§ The exercise
List, word for word, each line of the material below that contains the word "wing". Case counts.

____ Data extract

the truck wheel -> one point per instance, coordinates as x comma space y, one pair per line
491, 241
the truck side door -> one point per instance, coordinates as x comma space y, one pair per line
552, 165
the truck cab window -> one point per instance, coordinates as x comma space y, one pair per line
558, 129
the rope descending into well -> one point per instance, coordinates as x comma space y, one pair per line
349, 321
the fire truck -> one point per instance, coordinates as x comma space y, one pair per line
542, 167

________
____ Data extract

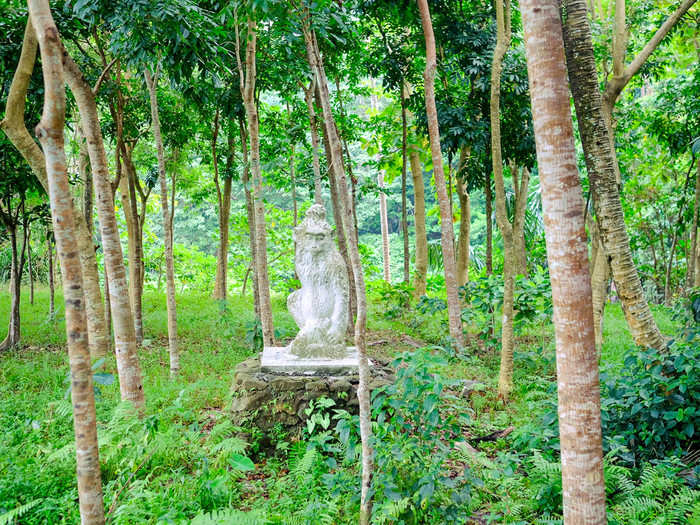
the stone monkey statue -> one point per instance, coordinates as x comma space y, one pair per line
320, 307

________
____ Data extract

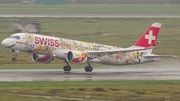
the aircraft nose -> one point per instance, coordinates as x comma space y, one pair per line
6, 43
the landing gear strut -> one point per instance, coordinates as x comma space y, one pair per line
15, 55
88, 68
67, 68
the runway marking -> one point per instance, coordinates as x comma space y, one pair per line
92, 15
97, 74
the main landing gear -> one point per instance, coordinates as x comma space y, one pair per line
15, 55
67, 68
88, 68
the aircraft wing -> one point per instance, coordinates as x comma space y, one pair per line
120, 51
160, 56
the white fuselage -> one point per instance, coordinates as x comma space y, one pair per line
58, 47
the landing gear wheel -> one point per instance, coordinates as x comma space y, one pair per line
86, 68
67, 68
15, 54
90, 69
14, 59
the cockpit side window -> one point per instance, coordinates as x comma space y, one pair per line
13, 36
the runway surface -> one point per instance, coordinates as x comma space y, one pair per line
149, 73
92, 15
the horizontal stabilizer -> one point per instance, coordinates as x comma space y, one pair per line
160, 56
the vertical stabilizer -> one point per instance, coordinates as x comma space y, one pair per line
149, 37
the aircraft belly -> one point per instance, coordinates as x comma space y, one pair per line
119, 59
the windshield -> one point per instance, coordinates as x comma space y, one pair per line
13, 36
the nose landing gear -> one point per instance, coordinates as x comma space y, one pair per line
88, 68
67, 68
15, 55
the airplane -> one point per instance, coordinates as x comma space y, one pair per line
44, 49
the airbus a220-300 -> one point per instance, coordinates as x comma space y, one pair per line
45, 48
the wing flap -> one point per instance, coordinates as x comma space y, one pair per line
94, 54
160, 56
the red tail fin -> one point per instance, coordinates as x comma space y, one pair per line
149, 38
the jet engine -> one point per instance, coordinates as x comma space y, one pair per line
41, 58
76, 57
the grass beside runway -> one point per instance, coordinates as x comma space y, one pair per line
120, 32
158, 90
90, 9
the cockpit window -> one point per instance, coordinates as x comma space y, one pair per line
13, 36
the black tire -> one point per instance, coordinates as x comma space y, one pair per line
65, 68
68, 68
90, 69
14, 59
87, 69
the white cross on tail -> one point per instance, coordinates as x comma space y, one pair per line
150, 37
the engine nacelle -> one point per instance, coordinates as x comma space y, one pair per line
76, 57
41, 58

________

§ Answer for this exercise
the aircraft wing -> one point per instance, coordinates as x comma space y, one pair per line
the wing flap -> one point per instance, coordinates as x comma space y, one pair per line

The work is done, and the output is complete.